◆ Input:
-- BEGIN --
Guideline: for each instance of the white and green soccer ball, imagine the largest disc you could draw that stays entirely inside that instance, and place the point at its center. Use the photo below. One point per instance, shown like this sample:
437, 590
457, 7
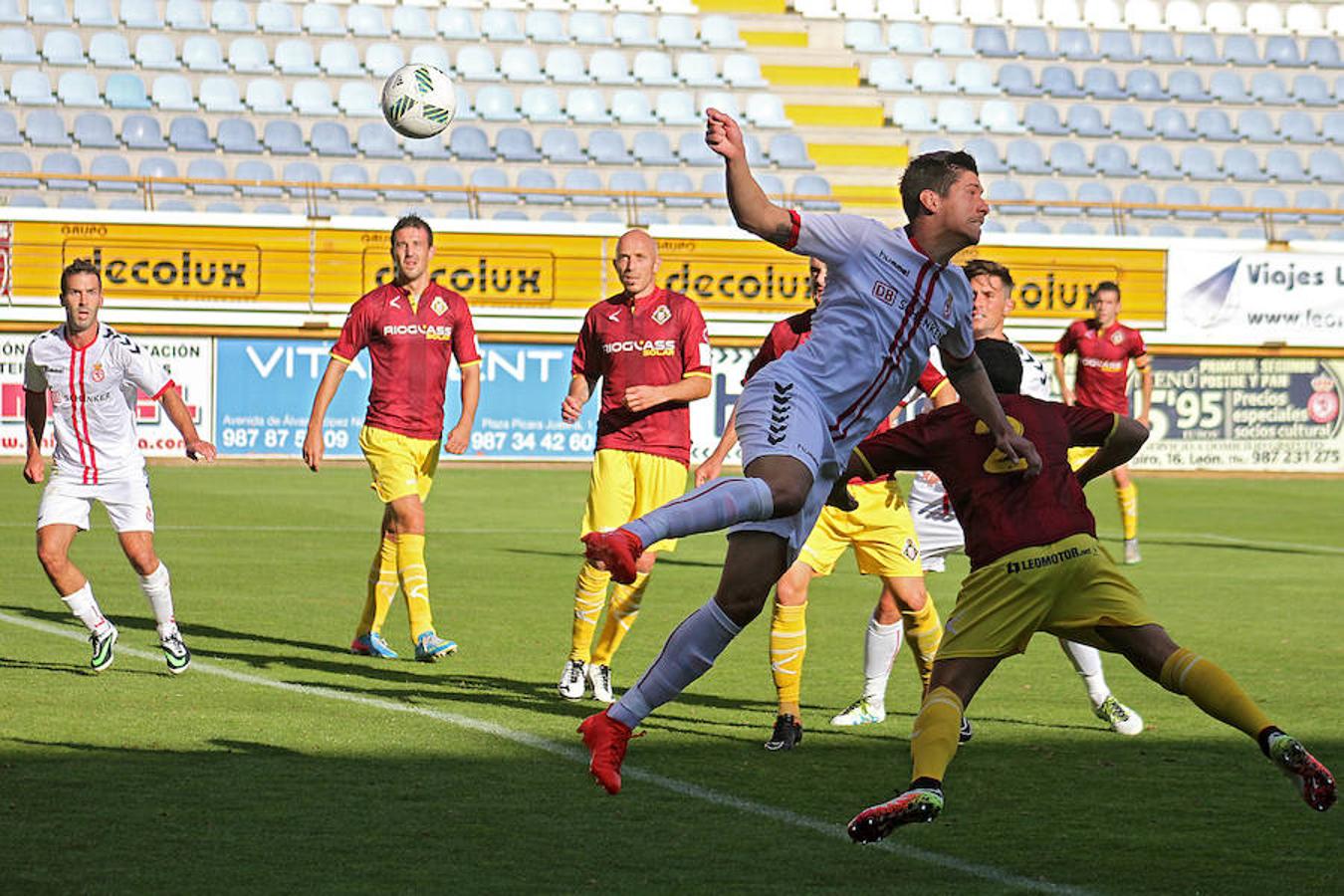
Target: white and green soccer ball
-- END --
-- BEGIN --
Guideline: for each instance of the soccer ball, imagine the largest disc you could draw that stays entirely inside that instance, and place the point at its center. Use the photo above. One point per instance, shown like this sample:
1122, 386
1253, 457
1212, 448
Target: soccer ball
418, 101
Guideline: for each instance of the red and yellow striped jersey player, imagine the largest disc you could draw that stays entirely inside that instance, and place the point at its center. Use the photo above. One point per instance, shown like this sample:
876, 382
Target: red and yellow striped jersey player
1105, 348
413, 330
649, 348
-- END --
-- BEGIN --
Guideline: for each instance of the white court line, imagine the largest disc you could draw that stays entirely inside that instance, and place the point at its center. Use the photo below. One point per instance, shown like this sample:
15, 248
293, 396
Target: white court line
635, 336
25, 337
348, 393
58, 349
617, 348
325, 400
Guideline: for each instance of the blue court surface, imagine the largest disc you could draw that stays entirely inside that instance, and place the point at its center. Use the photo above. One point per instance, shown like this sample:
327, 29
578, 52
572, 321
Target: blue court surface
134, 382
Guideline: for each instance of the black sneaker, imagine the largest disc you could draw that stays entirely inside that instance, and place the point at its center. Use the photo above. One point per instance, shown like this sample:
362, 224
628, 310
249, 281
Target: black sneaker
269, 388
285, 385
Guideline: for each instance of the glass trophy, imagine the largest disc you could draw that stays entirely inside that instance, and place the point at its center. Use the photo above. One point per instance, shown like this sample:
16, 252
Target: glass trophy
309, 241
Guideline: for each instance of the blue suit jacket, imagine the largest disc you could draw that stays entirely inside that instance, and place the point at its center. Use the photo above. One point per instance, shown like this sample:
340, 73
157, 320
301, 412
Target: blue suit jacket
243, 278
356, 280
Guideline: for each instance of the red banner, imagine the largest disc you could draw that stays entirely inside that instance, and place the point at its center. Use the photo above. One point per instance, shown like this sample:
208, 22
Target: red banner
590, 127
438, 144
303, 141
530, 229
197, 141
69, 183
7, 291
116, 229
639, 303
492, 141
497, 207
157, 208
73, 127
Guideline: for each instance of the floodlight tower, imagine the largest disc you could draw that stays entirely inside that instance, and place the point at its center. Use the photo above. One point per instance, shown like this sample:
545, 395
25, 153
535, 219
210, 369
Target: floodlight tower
-- END --
◆ Set task:
List every line in the rows above that contains the word "trophy". Capital and lowercase letters must match.

◆ Task answer:
Guideline: for each instance of the glass trophy, imagine the largest disc you could draw that stays entirely inside that instance, and place the point at its center. Use the photo above. One point per instance, shown like this sample:
Target: glass trophy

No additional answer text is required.